* **Exercise prompt**
Pull out every line of the listing below that contains the string "plate", copying each one in full. Case counts.

[Records from a point-labeling set]
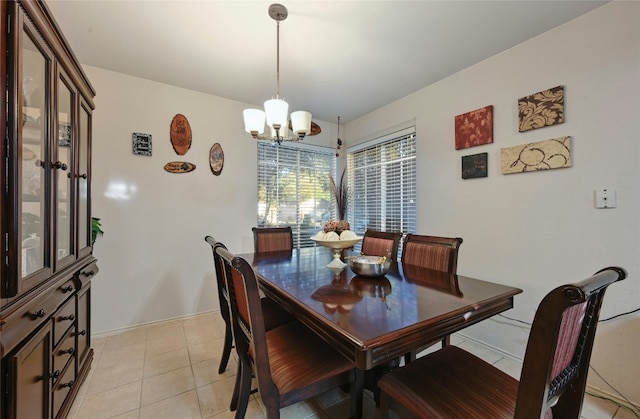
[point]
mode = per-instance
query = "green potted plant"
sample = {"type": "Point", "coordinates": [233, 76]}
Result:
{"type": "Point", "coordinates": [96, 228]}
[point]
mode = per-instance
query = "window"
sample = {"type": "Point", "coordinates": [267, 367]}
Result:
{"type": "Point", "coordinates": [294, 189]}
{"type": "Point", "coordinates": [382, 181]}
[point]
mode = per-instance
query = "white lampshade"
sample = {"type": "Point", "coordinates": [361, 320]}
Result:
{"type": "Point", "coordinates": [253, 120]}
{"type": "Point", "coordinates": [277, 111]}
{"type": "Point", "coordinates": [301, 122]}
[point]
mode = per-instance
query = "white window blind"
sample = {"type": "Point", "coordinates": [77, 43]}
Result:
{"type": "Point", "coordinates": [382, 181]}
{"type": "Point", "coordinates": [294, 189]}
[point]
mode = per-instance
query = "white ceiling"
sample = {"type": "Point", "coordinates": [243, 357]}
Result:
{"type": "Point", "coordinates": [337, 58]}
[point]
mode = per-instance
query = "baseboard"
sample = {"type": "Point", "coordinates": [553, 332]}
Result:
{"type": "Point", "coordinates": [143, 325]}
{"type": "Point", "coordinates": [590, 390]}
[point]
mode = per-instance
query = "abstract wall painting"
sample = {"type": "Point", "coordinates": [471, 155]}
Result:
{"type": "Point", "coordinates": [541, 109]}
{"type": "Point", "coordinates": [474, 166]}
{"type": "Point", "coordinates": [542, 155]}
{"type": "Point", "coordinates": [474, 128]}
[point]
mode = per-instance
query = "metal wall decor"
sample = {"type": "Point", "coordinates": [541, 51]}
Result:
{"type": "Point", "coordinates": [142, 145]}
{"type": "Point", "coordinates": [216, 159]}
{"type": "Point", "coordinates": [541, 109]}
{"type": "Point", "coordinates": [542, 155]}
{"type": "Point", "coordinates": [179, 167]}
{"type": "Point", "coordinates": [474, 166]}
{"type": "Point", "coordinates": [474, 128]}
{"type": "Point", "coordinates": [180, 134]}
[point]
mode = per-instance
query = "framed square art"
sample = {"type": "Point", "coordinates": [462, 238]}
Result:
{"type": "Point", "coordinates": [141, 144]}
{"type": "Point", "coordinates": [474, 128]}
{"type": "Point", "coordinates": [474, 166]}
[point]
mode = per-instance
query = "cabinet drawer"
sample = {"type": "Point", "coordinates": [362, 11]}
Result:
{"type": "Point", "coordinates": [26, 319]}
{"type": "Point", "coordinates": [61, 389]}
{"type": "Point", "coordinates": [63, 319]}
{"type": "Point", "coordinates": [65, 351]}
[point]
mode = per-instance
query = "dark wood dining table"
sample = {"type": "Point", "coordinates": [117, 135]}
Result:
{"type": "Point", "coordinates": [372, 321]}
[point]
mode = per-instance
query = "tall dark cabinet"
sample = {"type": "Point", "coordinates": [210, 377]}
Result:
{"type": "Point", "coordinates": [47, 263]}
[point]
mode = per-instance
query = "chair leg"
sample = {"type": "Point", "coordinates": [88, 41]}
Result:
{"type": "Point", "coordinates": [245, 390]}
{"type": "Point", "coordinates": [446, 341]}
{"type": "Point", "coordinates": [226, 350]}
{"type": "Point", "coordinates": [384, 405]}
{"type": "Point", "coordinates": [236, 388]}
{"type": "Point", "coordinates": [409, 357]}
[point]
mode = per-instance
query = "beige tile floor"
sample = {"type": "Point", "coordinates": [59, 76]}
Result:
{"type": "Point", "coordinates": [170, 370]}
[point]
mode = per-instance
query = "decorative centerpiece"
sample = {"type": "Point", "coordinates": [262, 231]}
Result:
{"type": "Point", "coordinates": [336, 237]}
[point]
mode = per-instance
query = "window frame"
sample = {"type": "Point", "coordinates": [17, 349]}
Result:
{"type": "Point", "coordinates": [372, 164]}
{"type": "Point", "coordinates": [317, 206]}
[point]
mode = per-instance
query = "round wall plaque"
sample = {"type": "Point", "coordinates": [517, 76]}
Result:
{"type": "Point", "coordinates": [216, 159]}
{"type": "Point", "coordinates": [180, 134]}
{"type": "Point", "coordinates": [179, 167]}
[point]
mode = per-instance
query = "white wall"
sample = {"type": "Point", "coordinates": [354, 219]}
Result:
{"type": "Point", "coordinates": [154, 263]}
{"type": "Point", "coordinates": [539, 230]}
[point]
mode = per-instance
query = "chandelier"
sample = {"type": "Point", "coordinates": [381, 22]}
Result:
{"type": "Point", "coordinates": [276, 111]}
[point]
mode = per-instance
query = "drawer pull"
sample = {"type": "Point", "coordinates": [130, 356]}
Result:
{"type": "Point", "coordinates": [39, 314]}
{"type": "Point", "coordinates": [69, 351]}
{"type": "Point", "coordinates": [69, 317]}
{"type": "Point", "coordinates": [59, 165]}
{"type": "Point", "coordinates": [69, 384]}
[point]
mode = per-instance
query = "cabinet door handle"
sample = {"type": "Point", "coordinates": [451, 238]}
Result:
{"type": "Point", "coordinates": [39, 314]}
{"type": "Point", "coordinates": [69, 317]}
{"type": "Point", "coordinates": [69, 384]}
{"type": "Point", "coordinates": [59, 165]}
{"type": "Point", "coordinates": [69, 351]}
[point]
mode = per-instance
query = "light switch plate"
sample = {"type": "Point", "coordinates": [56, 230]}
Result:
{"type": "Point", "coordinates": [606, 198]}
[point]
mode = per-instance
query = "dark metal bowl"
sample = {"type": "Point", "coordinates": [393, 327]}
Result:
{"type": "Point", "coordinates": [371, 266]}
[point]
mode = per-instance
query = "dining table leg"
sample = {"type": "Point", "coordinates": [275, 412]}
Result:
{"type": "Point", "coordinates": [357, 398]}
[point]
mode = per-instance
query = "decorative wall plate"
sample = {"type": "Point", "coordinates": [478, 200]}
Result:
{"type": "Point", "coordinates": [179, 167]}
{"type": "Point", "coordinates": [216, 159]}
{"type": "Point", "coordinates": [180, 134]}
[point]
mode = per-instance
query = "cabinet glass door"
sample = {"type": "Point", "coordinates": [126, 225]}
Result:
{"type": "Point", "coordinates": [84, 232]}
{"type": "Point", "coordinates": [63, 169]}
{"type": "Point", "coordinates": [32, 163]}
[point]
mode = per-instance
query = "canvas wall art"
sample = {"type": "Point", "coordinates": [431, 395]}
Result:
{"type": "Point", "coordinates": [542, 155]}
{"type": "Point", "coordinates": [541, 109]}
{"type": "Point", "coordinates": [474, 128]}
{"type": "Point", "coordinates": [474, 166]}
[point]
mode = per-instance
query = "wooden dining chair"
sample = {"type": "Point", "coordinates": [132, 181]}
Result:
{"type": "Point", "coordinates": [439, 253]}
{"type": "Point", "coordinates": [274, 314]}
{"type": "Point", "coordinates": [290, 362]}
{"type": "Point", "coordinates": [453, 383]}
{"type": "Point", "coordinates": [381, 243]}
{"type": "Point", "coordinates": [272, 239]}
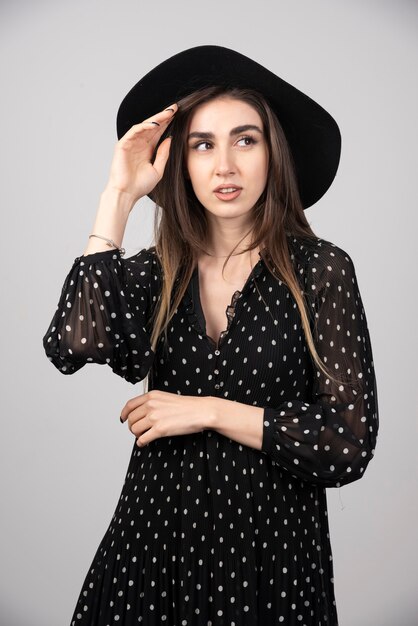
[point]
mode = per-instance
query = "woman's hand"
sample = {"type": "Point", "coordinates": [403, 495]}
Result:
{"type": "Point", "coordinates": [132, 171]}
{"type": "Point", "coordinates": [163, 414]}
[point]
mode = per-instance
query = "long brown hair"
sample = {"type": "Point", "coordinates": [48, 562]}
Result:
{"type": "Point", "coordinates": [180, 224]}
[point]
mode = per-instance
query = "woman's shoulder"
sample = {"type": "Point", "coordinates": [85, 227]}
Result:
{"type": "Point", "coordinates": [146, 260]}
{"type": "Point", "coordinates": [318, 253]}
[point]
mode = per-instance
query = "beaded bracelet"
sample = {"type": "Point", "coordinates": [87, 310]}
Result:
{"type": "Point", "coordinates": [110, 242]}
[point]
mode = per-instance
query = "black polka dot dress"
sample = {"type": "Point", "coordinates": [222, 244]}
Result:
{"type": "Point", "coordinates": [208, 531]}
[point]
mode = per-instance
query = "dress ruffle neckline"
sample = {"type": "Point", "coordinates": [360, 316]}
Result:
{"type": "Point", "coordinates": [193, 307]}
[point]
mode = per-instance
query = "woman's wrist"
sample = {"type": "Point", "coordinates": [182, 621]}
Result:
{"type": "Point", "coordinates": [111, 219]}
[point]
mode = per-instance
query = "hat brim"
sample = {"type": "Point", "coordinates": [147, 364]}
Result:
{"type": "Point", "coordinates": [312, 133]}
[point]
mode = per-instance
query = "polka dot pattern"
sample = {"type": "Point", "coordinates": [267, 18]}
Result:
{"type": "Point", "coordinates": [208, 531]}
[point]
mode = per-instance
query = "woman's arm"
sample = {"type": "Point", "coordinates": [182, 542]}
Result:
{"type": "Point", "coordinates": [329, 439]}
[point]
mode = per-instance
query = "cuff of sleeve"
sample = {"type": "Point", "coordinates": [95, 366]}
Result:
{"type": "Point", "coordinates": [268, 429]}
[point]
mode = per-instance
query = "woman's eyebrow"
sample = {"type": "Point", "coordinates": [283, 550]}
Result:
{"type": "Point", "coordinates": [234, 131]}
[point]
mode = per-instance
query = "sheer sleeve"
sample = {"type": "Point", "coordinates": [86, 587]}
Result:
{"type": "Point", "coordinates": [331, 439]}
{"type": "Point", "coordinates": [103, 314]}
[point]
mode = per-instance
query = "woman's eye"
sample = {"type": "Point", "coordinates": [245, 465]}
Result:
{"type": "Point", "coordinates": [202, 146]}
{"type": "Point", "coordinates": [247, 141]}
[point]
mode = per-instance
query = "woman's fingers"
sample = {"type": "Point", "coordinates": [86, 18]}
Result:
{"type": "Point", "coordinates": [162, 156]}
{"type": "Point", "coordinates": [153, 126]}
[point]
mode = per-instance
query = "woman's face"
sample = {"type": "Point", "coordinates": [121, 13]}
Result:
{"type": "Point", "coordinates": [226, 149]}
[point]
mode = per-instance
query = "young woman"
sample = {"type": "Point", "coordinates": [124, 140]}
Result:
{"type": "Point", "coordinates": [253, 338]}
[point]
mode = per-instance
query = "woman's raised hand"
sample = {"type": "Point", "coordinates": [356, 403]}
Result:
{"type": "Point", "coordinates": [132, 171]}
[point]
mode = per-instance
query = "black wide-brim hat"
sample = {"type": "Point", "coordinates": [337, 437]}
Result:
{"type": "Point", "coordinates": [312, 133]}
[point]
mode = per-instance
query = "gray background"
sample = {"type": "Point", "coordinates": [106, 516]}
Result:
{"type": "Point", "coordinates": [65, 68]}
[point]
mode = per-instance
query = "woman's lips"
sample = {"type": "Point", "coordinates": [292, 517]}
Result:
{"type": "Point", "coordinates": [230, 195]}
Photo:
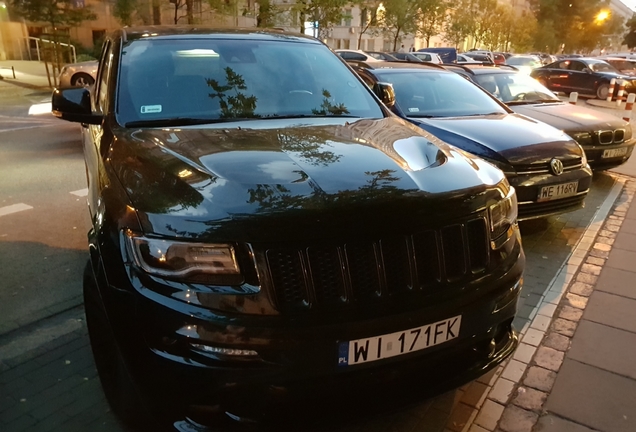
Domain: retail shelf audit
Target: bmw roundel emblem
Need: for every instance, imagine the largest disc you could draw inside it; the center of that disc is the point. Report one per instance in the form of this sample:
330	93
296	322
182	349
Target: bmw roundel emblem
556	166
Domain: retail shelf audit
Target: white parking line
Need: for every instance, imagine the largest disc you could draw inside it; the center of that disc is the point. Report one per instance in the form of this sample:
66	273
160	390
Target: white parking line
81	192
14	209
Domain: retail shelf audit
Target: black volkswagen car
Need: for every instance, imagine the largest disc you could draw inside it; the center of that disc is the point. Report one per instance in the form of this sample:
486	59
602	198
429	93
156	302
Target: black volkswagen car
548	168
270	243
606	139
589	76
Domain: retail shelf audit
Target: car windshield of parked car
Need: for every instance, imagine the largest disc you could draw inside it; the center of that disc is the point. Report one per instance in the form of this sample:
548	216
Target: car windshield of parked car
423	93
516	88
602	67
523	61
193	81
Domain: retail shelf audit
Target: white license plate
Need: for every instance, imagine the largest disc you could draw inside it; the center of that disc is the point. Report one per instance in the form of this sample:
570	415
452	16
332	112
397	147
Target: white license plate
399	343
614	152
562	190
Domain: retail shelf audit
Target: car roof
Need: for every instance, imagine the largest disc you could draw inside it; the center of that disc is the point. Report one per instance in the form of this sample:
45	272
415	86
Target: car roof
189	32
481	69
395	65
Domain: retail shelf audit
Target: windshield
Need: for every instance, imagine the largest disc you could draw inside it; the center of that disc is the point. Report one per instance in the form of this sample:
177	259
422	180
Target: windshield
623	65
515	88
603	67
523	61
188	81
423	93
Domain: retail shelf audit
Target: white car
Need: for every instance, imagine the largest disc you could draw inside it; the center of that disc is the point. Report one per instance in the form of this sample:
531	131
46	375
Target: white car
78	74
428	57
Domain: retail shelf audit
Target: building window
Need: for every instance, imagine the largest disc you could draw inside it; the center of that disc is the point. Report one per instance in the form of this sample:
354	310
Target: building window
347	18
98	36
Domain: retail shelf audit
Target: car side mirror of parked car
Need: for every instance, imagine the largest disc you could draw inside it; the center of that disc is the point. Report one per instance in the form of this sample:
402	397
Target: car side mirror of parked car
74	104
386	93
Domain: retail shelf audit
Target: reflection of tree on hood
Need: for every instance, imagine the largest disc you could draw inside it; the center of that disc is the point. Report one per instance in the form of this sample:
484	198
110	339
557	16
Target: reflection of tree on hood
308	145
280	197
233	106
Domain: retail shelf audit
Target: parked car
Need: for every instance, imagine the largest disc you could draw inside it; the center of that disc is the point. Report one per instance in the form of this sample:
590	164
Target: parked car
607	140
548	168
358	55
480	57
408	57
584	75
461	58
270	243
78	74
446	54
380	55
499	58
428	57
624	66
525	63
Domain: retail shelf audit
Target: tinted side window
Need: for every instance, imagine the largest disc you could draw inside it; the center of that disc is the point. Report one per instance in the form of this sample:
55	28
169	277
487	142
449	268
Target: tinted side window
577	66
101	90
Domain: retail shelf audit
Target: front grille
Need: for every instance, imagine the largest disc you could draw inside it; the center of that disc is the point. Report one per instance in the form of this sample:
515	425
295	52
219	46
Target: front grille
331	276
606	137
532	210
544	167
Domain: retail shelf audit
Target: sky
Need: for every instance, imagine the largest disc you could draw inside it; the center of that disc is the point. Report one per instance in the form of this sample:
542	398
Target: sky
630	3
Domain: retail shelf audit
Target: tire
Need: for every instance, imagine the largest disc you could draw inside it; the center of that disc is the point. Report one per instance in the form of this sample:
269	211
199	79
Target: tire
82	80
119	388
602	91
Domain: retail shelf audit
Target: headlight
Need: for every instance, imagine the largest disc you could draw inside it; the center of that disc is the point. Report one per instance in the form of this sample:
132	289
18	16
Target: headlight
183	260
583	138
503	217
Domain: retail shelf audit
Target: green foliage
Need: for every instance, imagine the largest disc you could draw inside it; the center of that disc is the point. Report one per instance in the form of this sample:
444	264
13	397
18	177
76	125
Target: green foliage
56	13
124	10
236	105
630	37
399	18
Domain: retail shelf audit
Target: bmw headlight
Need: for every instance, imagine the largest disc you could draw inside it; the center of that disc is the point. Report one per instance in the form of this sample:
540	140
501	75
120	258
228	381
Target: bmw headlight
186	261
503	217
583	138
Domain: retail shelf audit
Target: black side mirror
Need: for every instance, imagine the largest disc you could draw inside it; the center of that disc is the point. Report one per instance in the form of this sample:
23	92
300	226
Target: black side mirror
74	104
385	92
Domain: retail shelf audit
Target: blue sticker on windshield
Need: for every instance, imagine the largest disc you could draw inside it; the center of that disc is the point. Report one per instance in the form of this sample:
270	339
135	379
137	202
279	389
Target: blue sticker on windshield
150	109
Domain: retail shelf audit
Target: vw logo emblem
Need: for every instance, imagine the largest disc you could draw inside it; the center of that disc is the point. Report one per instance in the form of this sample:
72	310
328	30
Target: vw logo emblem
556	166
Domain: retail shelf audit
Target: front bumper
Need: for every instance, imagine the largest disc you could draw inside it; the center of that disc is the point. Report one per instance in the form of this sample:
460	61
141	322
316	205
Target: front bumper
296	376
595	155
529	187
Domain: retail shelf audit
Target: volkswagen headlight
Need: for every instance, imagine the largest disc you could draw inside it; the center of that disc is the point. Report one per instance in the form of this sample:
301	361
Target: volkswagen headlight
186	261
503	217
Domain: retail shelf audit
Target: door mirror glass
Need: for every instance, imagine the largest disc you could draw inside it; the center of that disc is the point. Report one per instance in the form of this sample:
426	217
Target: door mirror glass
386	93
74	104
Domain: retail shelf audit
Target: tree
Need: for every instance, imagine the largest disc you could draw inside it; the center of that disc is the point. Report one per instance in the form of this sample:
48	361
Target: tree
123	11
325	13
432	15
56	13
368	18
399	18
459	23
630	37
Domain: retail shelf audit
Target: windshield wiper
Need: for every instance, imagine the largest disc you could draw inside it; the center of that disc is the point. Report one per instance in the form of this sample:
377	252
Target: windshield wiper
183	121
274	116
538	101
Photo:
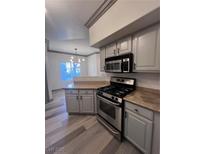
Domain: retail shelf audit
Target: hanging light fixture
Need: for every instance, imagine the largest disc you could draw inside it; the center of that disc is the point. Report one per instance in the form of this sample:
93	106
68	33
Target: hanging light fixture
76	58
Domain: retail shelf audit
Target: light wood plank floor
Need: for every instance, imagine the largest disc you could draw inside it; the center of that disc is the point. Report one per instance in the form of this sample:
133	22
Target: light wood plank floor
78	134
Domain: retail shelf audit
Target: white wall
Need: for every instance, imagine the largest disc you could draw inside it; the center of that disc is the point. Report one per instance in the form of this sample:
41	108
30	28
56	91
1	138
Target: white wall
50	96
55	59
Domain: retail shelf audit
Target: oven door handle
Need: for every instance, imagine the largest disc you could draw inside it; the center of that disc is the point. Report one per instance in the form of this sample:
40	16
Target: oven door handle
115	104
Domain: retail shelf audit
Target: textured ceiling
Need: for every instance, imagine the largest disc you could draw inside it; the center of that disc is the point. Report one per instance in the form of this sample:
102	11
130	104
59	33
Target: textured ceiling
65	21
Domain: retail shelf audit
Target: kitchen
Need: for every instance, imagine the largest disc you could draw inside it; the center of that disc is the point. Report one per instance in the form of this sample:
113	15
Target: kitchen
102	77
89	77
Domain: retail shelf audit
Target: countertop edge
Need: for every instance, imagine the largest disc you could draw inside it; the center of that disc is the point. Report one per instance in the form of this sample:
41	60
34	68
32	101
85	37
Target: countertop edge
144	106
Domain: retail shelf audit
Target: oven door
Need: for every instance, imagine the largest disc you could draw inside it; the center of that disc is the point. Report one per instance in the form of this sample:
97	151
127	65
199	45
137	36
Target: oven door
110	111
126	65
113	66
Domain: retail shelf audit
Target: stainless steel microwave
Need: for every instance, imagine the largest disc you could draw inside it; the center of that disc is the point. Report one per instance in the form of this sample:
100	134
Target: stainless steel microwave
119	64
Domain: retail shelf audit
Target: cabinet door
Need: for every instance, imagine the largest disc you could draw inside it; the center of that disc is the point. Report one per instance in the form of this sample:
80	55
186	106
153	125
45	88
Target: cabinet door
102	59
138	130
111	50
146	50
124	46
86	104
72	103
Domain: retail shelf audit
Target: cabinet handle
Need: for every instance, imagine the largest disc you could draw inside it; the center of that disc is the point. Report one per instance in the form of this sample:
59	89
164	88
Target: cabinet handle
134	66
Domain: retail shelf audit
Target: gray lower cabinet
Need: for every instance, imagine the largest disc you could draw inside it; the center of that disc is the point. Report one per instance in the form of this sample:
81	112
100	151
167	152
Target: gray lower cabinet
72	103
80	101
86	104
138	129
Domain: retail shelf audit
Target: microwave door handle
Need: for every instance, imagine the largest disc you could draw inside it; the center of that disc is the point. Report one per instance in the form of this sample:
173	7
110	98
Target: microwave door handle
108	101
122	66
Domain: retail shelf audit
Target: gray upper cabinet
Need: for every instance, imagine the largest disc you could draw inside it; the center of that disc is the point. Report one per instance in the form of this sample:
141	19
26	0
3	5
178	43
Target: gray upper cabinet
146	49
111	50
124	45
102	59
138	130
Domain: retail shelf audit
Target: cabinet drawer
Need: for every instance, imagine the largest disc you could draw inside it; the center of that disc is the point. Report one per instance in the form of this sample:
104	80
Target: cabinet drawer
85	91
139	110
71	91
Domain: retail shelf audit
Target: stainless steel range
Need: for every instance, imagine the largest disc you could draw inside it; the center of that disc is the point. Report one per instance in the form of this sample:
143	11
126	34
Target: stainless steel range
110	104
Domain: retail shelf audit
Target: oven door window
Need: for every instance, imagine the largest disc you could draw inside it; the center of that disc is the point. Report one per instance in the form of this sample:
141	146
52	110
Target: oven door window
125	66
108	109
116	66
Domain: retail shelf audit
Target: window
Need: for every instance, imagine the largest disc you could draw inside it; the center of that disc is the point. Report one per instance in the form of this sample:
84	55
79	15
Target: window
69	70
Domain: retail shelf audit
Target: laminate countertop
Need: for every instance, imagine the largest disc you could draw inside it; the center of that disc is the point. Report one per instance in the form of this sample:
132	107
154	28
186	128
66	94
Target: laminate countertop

* **Full answer**
query = "light switch plate"
query = "decorative wall plate"
Target: white license plate
Target: white license plate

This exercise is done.